#### Raw records ####
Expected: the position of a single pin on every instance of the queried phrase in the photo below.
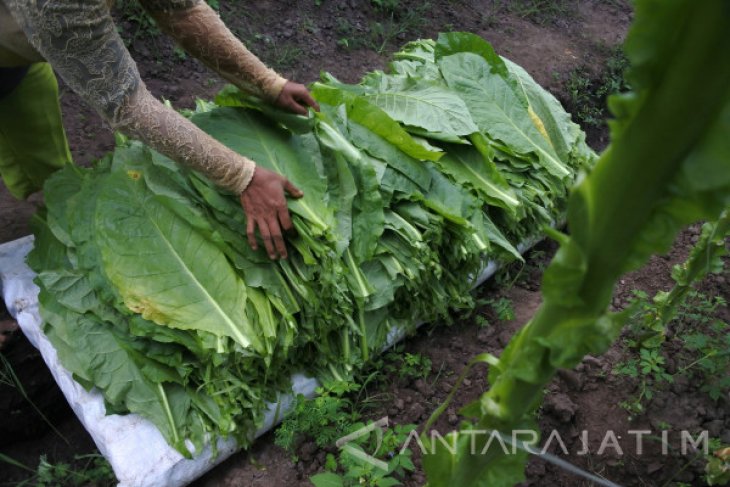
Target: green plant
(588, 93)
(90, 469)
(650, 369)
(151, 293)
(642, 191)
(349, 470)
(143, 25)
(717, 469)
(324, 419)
####
#### Raw records ####
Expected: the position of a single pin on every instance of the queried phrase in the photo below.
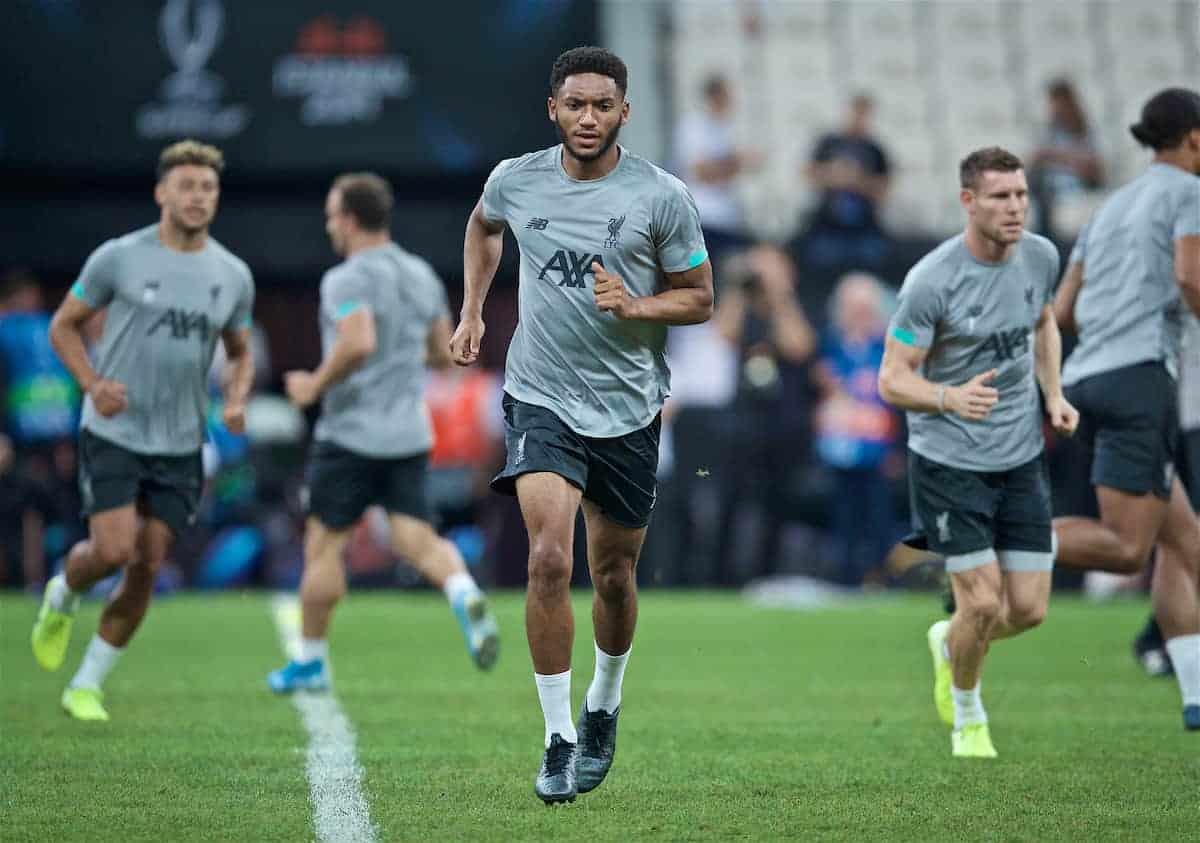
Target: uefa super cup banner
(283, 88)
####
Task = State how many lines of the entries contain the string "Target". Case counts. Give only the number.

Complete response = 2